▶ _Die Aufgaben_:
1 > Entnimm dem Forumstext über die Server die Stelle, die mit „Habe bis jetzt“ beginnt und bis einschließlich „einen wipe hat.“ reicht, und gib sie wortgetreu wieder.
2 > Führe den Forumstext über die Server von der Stelle an weiter, an der er aufhört.

▶ _Angezeigter Text_:
_ _ _ _ _ _ _
Klar gibts auf Garrosh hier und da mal ne krumme Banane!

Aber ich mag den Server trotzdem!


----------



## klickybunty (20. Mai 2010)

also ich kann auch nix negatives über garrosh sagen, hab dort ein paar twinks.

weiss nicht obs immer so is, oder ich einfach zu falschen zeiten on bin, aber im gegensatz zu meinem stamm-server wird dort in den hauptstadtchannels nicht soviel gespamt (8zeilen-raidgesuche-macros undso).

es wird sich dort eher entspannt über irgendwelche lustigen themen unterhalten, sodass ich meistens kaum zum questen kommen, weil ich die ganze zeit gespannt die channels verfolge und mich köstlich amüsiere 


			Dieser Inhalt steht nur eingeloggten Mitgliedern zur Verfügung.


----------



## Cazor (20. Mai 2010)

klickybunty schrieb:


> also ich kann auch nix negatives über garrosh sagen, hab dort ein paar twinks.
> 
> weiss nicht obs immer so is, oder ich einfach zu falschen zeiten on bin, aber im gegensatz zu meinem stamm-server wird dort in den hauptstadtchannels nicht soviel gespamt (8zeilen-raidgesuche-macros undso).
> 
> ...




Klingt wie ein Paradies..


----------



## Grongrimm (20. Mai 2010)

Kamaji schrieb:


> Alle vom Konsortium sind geistig lahm.
> Blutkessler sind arrogant, was aber vermutlich aus Skill resultiert.




Blutkessler arrogant??? Also ich spiele auf Blutkessel und muss dir da vollkommen wiedersprechen!
Habe bis jetzt nicht einen einzigen zwischenfall auf blutkessel gehabt (spiele schon seit einem halben jahr darauf).

Mir sind nur die leute von dem server Aldor aufgefallen. Leaven ziemlich schnell die gruppe wenn man mal einen wipe hat.
Nunja also ich kann deine aussage nicht bestätigen!

Mfg Groni


----------



## Hellscream - Riocht (20. Mai 2010)

Also am Anfang wurde das Gerücht vom ,,Nachtwachendebuff'' Gestreut, sprich ein Spieler vom Server Die Nachtwache - war als eher schlecht einzustufen, naja, das wurde aber irgendwie in keinem Forum sondern nur im Handelschat gepostet.

Derzeit glaube ich aber einen Dalvengyr-Debuff, 80% der Leute mit denen ich von diesem Server zu tun hatten waren einfach unmöglich (vor allem im low bereich) auchnoch auf Stufe 80, entweder wurden leute gekickt weil sie auf ein potentielles item hätten würfeln können (Gilde von Dalvengyr mit 3/5 partymembers) oder aber es war einfach nur ein total beleidigendes Verhalten wenn man sie auf Fehler hingewiesen hat.

Ich denke es gibt schon bestimmte Server die einen schlechten Ruf geniessen *hust* Frostwolf *hust* 


			Dieser Inhalt steht nur eingeloggten Mitgliedern zur Verfügung.
        

 aber auch welche die einen sehr guten haben, z.b. Ulduar oder Vek'lor, nochnie mit jemandem von da Probleme gehabt, bzw. davon gehört.
_ _ _ _ _ _ _
▶ _Gesammeltes Material_:
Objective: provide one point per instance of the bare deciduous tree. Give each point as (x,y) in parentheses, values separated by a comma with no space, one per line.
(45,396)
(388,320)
_ _ _ _ _ _ _
▶ _Ergebnisse_:
1 >
Habe bis jetzt nicht einen einzigen zwischenfall auf blutkessel gehabt (spiele schon seit einem halben jahr darauf).

Mir sind nur die leute von dem server Aldor aufgefallen. Leaven ziemlich schnell die gruppe wenn man mal einen wipe hat.

2 >
----------



## Rooni (20. Mai 2010)

Jaja die rnd instanzen Dx

Was hat Zuluhed (Blutdurst) eigentl. für einen Ruf bei euch?


----------



## Suki2000 (20. Mai 2010)

Blackangel320 schrieb:


> Ich Spiele auf Malygos und bei uns auf dem Server herrscht die Meinung das Rexxar alles nur Unfähige leute rum rennen.
> Nunja ich bin recht oft in RND Inis und muss sagen das es stimmt. Was ich schon für Stroys erleben musste mit Rexxar leuten ist unter aller Sau.
> Da ist die Gruppe leaven noch das Harmlosere.^^
> 
> ...





*HUST* Kann man von Leuten von Malygos, Lothar genau so sagen. Sry aber wenn ich das lese lach ich nur Ich spiele auf Rexxar aber weil einige Vollpfosten von meinen Server dabei sind heisst das nicht das es denn Gesamten Server betrifft....!


----------



## Leang (20. Mai 2010)

Cazor schrieb:


> Was macht denn die FoLi Böses?



och hab des öfteren paar vollidioten dabei die meinen die wären die besten die tollsten und einer von forscherliga hat meinen schami als ebay-char beschimpft (härteste beleidigung für einen ehrlichen WoWspieler find ich) nur weil ich den ersten boss in grube ned gepackt zu heilen. Kann dich aber beruhigen, Forscherliga gehört zwar zu dene server mit dene ich schlechte erfahrung gemacht hab aber sie sind von den aufgezählten noch die harmlosesten *g*

mfg,

Leang


----------



## Alirev (20. Mai 2010)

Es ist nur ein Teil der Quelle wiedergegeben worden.